◆ TASK REQUIREMENTS
All of the data should be output character for character, except the pictures.

___ RECORDS SUPPLIED ___

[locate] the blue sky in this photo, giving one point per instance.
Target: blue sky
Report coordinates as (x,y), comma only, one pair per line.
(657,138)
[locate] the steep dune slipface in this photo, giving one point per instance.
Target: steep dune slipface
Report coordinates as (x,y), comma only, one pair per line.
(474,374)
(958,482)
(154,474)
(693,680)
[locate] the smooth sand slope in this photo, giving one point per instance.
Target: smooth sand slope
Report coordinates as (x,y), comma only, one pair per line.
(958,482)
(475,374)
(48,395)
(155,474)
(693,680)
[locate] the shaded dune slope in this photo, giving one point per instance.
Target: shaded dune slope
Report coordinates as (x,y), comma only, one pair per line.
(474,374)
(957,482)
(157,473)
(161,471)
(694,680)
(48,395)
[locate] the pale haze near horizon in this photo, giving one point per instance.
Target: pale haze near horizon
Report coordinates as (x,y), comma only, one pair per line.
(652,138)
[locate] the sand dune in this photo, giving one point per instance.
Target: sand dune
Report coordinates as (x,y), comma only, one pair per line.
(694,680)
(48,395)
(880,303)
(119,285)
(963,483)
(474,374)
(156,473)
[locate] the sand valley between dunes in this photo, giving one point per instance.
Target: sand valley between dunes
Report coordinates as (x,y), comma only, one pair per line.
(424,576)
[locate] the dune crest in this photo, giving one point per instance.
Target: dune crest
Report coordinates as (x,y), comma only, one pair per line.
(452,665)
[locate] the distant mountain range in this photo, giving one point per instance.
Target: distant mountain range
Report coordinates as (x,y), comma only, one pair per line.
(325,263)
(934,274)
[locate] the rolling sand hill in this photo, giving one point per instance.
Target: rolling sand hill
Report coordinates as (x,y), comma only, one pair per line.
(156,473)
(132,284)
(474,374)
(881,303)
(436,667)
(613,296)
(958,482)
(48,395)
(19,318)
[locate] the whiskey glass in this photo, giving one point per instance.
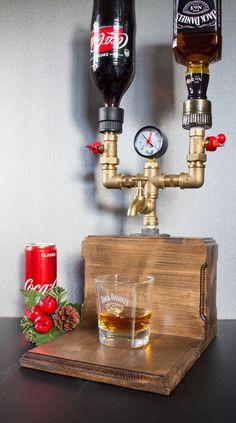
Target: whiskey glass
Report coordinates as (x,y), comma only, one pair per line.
(124,309)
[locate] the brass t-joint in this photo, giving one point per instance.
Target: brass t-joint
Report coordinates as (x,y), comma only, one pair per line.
(109,162)
(196,159)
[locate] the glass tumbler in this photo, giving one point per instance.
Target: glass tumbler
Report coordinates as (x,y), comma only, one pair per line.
(124,309)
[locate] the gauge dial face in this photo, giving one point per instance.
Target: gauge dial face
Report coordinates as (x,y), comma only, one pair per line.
(150,142)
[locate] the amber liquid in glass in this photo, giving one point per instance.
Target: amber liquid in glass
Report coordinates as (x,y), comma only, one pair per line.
(125,321)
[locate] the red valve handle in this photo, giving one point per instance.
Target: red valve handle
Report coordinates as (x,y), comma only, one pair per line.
(214,142)
(95,147)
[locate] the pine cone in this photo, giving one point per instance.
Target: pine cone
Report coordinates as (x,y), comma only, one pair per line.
(66,318)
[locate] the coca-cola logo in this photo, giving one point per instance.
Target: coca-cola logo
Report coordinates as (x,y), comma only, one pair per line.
(196,7)
(29,285)
(108,38)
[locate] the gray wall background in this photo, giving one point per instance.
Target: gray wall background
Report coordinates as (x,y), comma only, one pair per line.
(50,185)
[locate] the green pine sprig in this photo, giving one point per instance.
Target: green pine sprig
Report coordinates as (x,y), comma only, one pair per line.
(32,298)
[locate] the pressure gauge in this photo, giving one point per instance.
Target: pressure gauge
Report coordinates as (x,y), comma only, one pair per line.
(150,142)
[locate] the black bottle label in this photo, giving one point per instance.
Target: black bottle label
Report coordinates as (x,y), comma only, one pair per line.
(196,15)
(109,42)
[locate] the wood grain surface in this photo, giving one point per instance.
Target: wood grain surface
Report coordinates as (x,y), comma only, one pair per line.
(183,317)
(157,367)
(184,293)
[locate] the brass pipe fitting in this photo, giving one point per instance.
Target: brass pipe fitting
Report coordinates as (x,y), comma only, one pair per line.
(109,162)
(145,200)
(140,203)
(195,158)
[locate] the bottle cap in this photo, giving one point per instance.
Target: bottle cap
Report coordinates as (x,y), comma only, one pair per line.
(111,119)
(197,112)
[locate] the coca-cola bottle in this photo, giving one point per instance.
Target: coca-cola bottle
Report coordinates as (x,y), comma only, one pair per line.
(112,61)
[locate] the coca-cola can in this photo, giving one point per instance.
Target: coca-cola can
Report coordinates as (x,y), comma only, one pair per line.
(40,267)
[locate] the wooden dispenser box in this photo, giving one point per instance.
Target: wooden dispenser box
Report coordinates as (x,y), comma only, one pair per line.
(183,317)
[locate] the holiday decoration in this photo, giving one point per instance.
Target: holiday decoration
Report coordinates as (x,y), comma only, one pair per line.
(48,315)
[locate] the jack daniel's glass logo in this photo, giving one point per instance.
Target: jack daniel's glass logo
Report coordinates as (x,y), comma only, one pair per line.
(197,15)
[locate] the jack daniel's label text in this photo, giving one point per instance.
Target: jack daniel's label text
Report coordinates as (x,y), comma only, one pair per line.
(196,15)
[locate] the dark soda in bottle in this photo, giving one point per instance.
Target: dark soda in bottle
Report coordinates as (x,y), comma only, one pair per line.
(112,60)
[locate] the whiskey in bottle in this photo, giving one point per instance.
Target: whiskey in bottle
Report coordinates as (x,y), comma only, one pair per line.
(197,41)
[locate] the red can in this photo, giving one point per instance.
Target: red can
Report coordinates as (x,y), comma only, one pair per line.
(40,267)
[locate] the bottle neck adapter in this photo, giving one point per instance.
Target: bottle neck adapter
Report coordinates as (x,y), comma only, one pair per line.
(197,79)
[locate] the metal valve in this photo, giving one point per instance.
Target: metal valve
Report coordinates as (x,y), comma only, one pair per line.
(212,143)
(95,147)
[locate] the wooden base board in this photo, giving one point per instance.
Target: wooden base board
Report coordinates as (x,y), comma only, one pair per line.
(157,367)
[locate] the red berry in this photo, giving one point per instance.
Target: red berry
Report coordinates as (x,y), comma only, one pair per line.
(48,304)
(35,312)
(43,324)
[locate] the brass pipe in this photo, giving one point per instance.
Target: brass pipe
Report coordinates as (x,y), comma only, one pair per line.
(145,200)
(109,162)
(196,158)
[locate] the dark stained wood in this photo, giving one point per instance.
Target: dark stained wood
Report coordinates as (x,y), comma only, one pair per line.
(183,321)
(158,367)
(185,271)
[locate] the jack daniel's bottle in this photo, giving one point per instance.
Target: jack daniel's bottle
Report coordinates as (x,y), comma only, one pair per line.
(197,42)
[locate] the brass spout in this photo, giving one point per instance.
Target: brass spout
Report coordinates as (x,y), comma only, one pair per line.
(140,204)
(109,162)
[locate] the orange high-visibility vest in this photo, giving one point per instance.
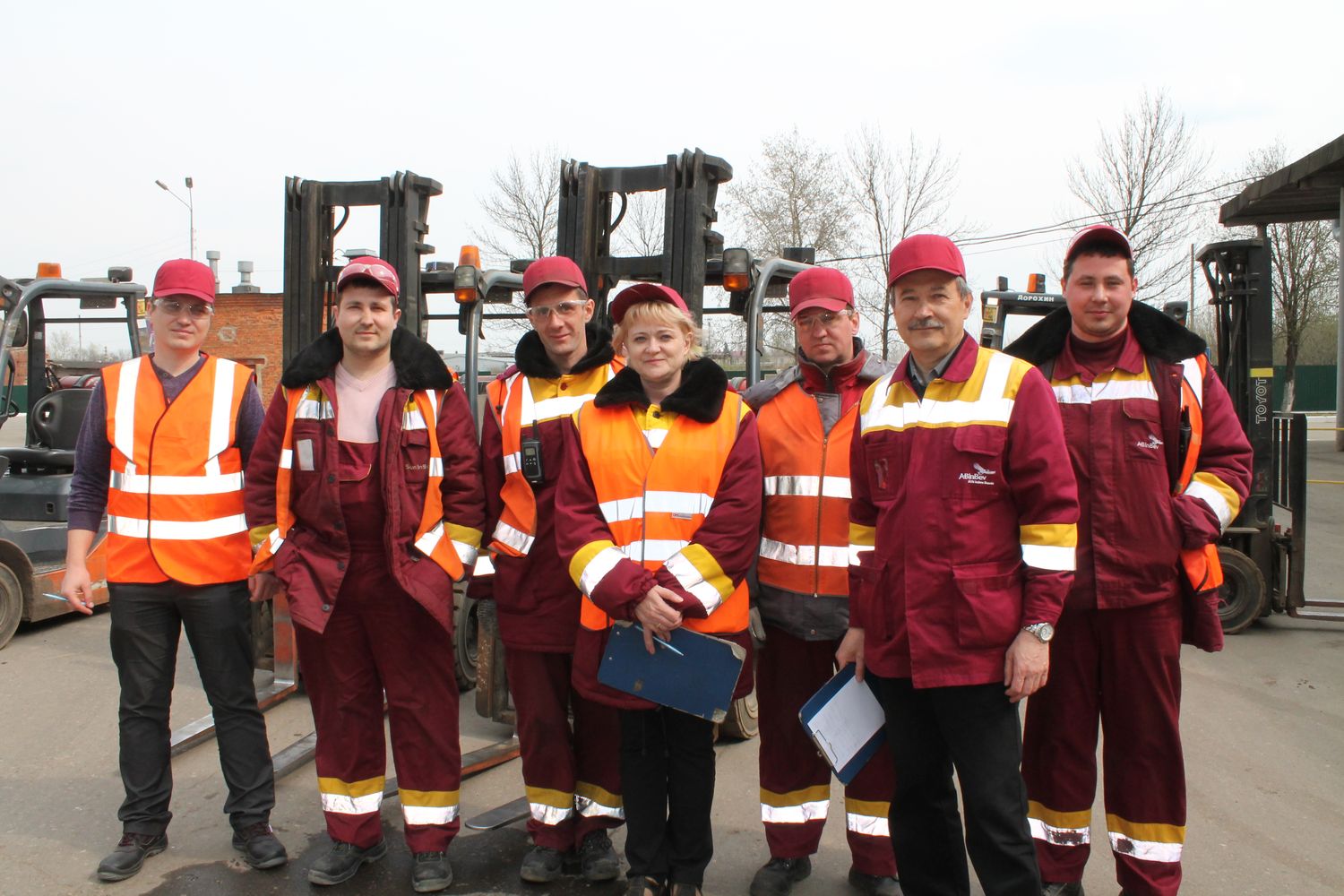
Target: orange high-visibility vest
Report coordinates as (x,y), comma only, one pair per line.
(1203,567)
(516,409)
(806,538)
(452,547)
(655,501)
(175,495)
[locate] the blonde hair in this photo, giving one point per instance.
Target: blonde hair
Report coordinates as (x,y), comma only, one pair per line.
(656,314)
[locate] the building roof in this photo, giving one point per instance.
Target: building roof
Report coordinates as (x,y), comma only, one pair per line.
(1306,190)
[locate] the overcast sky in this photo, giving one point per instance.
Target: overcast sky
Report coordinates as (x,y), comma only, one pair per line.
(99,99)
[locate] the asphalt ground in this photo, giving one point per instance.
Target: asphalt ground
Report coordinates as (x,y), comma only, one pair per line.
(1263,728)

___

◆ TASK SOLUTION
[locate] the blue sky in this photo, giving one point per instance.
Target: blue sky
Report coordinates as (x,y), comma only, one pair per line.
(657,138)
[locate] the steep dune slipface in this photo, giving one point per instance.
Target: steep dune slipface
Report coordinates as (x,y), comma only, one pair per line.
(474,374)
(958,482)
(154,474)
(693,680)
[locate] the smooth sand slope in this photo, giving one point per instance.
Target: smooth sand slope
Report coordinates as (x,y), comma only, one pair per line.
(958,482)
(475,374)
(48,395)
(155,474)
(693,680)
[locate] the shaded dune slope in this photo, giving one point per instance.
Target: shaded dune slope
Report coordinates as (x,y), comma only, one pair per line.
(474,374)
(957,482)
(157,473)
(161,471)
(694,680)
(48,395)
[locate] the pale haze near horizon in this photo, giving one point per instance.
Target: pale haze near horizon
Report coordinates as (x,y), comma only, one pair per line.
(652,138)
[locate] the sand dune in this photo, giving one point per instance.
Target: sand dune
Report coordinates as (x,y), comma only, one pair per line.
(694,680)
(48,395)
(880,303)
(119,285)
(963,483)
(474,374)
(156,473)
[locate] the sand valley between dunes in this photo, giving one point per instance.
Target: sand valley between dunes
Report coordinates as (x,y), comma only, one pair per line.
(424,576)
[locate] the dune crest in this photo, giving one point per instance.
Target: dune crest
Report coordinates as (x,y), comma only, one pair per line.
(452,665)
[locate] the distant mountain range in this photo, giving one point per instance.
Target: distant mountain range
Report coordinates as (x,y), comma only, one pair per line.
(325,263)
(934,274)
[locate] the rolling sand hill in this photo, giving one point per instance.
Target: rolling sand hill
Report coordinates as (x,y), comma only, one pair per line.
(156,473)
(132,284)
(474,374)
(881,303)
(436,667)
(613,296)
(958,482)
(48,395)
(19,318)
[locate] the whiskey glass in this photo, giving one point per instance.
Target: whiskey glass
Report coordinates as (x,y), comma only, one pair per line.
(124,309)
[locate] the brass t-joint in this photo, giving one point per instance.
Target: brass t-joint
Report coordinates as (x,y), comma only, one pair per line.
(109,162)
(196,159)
[locate] the glass tumbler in this photo, giving one point per instance.
Target: glass tumbler
Report coordinates as (x,y), comma only, one pair per line.
(124,309)
[locate] the gauge dial face in this photo, giving one point per instance.
Target: gauge dial face
Report coordinates as (x,y), comma only, one pair per line.
(150,142)
[locate] the amber liquid in glass in this photo, giving one point per instance.
Target: amber liquid in glass
Report coordinates as (x,y), comma only, one pair per line.
(125,321)
[locate] the red valve handle in this photo, giving one point per instance.
Target: red valve handle
Report coordinates as (x,y), comma only, one pair per line.
(214,142)
(95,147)
[locate] the pine cone in this photo, giving one point per instance.
Target: pine cone
Report coordinates as (x,y), comma only, one pair per line.
(66,318)
[locate] the coca-cola logo in this photo, giving one point per instance.
Target: coca-cola logo
Report coordinates as (x,y), comma only, one pair per line.
(196,7)
(29,285)
(108,38)
[locate] the gray wall background in this photo, giving one point per instance.
Target: gray wall background
Report coordinates as (x,y), comma only, one pair per line.
(50,185)
[locate] the green pine sprig in this photo, giving one point per instance.
Target: green pine sprig
Report coordinates as (x,y), comma only, one pair per line.
(32,298)
[locate] the pressure gauge in this photo, giving one point per instance.
Target: pressure gauge
Report coordinates as (x,y), comma only, one pair per line.
(150,142)
[locate] the black bottle label in this photo, giving one point per instance.
Target: black bottle label
Report coordinates as (x,y), comma only, one pair per line.
(196,15)
(109,42)
[locate] the wood grain surface in this photo, giving one point per instance.
Target: wood grain surface
Report coordinates as (x,y), comma only, one pair per line.
(183,317)
(157,367)
(184,293)
[locate] the brass pipe fitting in this photo, giving one point per instance.
Target: brass pipe fitting
Report coordinates as (x,y), comma only, one pair per line.
(109,162)
(145,200)
(140,203)
(195,158)
[locate] the bottle cap in this photo, giving one point per instance.
Target: bottle cap
Report coordinates as (x,y), comma only, one pair per line.
(111,119)
(197,112)
[locate] the coca-cola bottle in this photo, giving one point per instance.
Target: coca-cola bottle
Report coordinates as (x,y), comma only, one pair per line.
(112,61)
[locate] the coca-cola can in this photo, giving one point per instance.
Target: coca-cola can
Report coordinates as (x,y), comma only, one pair per line.
(40,267)
[locate] the wooden dispenser box in this photo, giving one point per instance.
Target: wooden dispenser box
Report coordinates as (x,y), comma only, one pair per line.
(183,317)
[locate] the holiday decoration in this photo, giving one point per instance.
Target: holiday decoration
Report coordinates as (x,y), comma only, one pair per line.
(48,315)
[locate] the jack daniel's glass logo in this photo, giving one point per instance.
Target: jack daniel's glass logo
Report coordinates as (x,y), comma only, one pair per line.
(197,15)
[locate] the jack daniel's label text in this photo, giving one point per instance.
Target: jack daniel's label text
Report coordinates as (x,y), comma only, one pair per line.
(196,15)
[locate] the dark soda in bottle in this photo, giving one point per instance.
Target: dark soda in bottle
Report coordinates as (x,y), comma only, one pair per line.
(112,60)
[locate] the whiskey in bottle in this photo, giving one point per instance.
Target: whiskey in bottle
Report coordinates as (x,y), comma only, one pair per line.
(197,41)
[locate] the red can in this photo, giving one point per instance.
Target: red can
Report coordinates as (x,y), comma only, one pair per line.
(40,267)
[locate] the bottle neck adapter in this photo, giving one point per instance.
Target: bottle neck adapter
Report coordinates as (x,y), comma only, one pair per line.
(197,79)
[locate] the metal valve in this photo, giving one point per instance.
Target: metal valve
Report coordinates as (x,y), comma only, one pair per line.
(212,143)
(95,147)
[locate] the wooden base board in this photo, giving one point per instance.
Target: wooden base board
Report coordinates as (x,y), comma only, one pair per line.
(157,367)
[locate] the red berry in this photo, giving one point per instance.
Target: red berry
Report coordinates as (x,y), comma only, one pair per line.
(48,304)
(35,312)
(43,324)
[locate] the brass pipe in this photo, giving one point per instance.
Target: brass pipe
Report coordinates as (x,y), comma only, one pair per line.
(145,200)
(109,162)
(196,158)
[locate] the dark stained wood in this photo, giving one point per instance.
Target: dark stained wood
Report coordinates as (x,y), comma only, one pair per line.
(183,321)
(158,367)
(185,271)
[locate] the jack daniel's bottle in this photo, giving one point per instance.
Target: jack daniel's bottle
Report coordinates as (x,y), comma only, one pair per line.
(197,42)
[locate] the brass spout in this photo, giving one point per instance.
Target: brass spout
Report coordinates as (x,y), comma only, one pair per line.
(140,204)
(109,162)
[locate] the orange high-visibility vest in this photo, giving one point per instance.
Target: orange high-visibility vest
Report coordinates as (x,y), comma only, one pair per line.
(1203,567)
(516,409)
(806,538)
(452,547)
(655,501)
(175,495)
[locate] the blonde hair in this photo, giving one point per instance.
Target: blonde hair
Report coordinates as (x,y), comma only, one pair per line.
(656,314)
[locate] the building roof in this photo, giving one point per instance.
Target: building roof
Report coordinates as (x,y), comma only, one pair per line.
(1306,190)
[locate] the overcast sky in this photo, giving one point per instance.
Target: overcast sky
Report coordinates as (x,y), comma only, one pair per line.
(99,99)
[locate] the asphalt ground in this photo, giving one point per instance.
Target: asphalt ground
Report coordinates as (x,y), comma only, one pair per line.
(1263,728)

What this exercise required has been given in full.